== PROVIDED RECORDS ==
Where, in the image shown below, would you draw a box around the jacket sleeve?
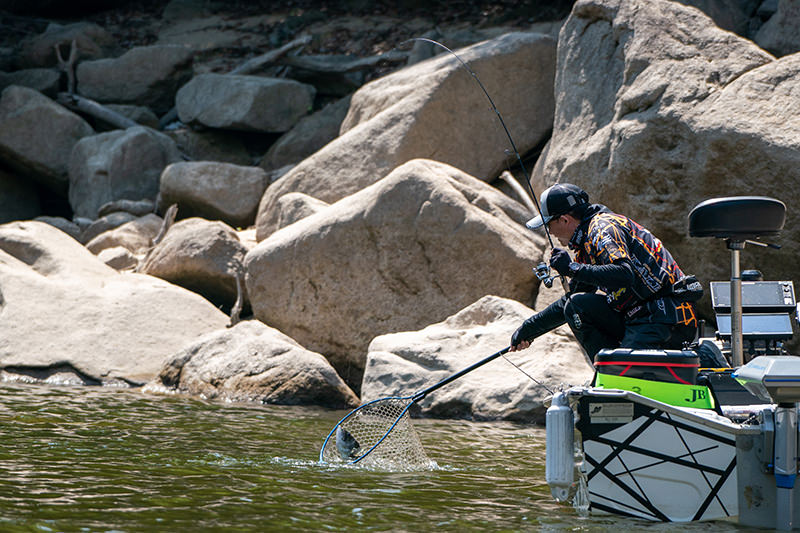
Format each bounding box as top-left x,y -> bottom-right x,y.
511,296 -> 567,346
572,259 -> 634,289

--

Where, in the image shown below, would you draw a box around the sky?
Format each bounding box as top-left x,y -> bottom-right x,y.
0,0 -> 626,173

--

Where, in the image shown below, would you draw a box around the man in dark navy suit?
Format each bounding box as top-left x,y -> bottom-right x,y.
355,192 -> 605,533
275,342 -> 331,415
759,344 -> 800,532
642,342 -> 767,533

== TASK DETAILS ==
Present the listing lines starting at the line containing "around the sky?" and ending at the line containing "0,0 -> 626,173" as a Markdown table, with the row number under Index and the line under Content. Omit blank lines.

== SOLVED EXERCISE ==
| Index | Content |
|---|---|
| 1 | Where, in the image shown below, would you draw a box around the sky? |
| 2 | Format each bounding box as top-left x,y -> bottom-right x,y. |
| 3 | 0,0 -> 626,173 |